====== SUPPLIED RECORDS ======
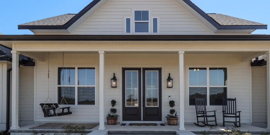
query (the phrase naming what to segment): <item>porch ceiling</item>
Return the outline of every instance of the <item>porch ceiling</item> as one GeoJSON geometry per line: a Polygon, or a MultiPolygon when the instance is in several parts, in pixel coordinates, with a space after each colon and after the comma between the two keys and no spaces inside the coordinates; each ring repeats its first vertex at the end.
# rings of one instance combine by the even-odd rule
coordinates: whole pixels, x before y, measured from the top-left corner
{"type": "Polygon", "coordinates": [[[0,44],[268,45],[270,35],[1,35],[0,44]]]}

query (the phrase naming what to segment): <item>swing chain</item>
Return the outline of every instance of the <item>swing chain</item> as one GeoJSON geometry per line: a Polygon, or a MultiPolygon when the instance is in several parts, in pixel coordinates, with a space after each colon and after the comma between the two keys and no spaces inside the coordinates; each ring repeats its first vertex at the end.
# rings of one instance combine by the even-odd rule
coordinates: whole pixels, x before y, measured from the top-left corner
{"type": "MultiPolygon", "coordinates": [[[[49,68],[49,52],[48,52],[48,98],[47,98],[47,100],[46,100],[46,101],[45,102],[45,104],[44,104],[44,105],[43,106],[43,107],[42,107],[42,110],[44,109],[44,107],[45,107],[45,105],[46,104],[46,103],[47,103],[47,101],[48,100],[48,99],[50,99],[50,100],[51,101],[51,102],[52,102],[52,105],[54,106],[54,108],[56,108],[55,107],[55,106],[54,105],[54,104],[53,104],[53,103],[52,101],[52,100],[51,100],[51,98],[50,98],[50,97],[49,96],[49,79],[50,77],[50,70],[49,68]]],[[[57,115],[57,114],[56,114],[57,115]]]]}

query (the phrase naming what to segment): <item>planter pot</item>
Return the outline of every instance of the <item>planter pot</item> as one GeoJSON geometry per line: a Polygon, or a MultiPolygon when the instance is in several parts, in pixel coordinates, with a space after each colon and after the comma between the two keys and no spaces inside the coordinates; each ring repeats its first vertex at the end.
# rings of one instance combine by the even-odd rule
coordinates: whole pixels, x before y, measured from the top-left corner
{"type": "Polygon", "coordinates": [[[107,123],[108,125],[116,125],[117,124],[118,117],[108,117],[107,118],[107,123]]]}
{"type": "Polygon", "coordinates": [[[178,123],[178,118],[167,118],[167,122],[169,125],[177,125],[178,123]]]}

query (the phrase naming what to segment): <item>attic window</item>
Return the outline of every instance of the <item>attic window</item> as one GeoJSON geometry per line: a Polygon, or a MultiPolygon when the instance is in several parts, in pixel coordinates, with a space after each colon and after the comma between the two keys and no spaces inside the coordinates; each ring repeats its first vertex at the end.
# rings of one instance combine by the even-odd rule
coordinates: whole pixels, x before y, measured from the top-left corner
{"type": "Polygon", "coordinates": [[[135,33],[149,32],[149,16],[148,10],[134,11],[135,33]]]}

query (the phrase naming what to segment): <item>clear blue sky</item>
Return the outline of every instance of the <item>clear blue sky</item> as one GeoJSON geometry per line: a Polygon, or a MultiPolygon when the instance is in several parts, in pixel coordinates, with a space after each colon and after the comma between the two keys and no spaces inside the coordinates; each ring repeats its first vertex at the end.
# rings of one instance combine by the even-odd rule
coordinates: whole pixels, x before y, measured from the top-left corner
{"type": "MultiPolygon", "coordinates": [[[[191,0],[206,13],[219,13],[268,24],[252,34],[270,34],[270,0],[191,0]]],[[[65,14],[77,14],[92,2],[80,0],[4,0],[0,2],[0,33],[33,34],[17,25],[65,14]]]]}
======
====== SUPPLIED RECORDS ======
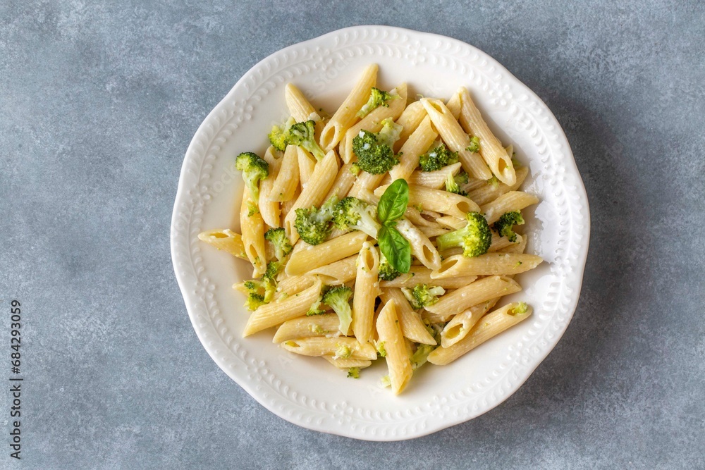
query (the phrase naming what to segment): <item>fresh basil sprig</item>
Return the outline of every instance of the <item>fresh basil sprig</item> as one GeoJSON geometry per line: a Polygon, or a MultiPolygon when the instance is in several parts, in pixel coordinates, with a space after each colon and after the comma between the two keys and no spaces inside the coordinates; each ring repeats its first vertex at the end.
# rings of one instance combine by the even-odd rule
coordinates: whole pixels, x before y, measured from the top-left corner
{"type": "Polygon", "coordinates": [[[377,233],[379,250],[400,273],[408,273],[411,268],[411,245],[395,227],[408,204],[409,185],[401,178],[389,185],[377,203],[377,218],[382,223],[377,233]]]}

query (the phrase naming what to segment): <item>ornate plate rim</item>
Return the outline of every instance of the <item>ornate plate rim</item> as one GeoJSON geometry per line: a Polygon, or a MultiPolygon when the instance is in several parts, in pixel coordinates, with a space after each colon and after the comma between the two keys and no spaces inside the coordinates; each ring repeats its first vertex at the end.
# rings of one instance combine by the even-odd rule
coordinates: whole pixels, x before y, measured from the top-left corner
======
_SHORT PROBLEM_: Filter the material above down to the lines that contain the word "clear", and copy each of those lines. Case counts, so only lines matching that capitalization should be kept.

_EXERCISE RESULT_:
query (the phrase naming what to segment): <item>clear blue sky</item>
Return the outline of every instance of the <item>clear blue sky</item> as one GeoJSON geometry per line: a Polygon, or a MultiPolygon when the instance is in several parts, in pixel coordinates, with a space after each colon and after the comma between the two keys and no spaces inside the coordinates; each ring repeats its first vertex at the end.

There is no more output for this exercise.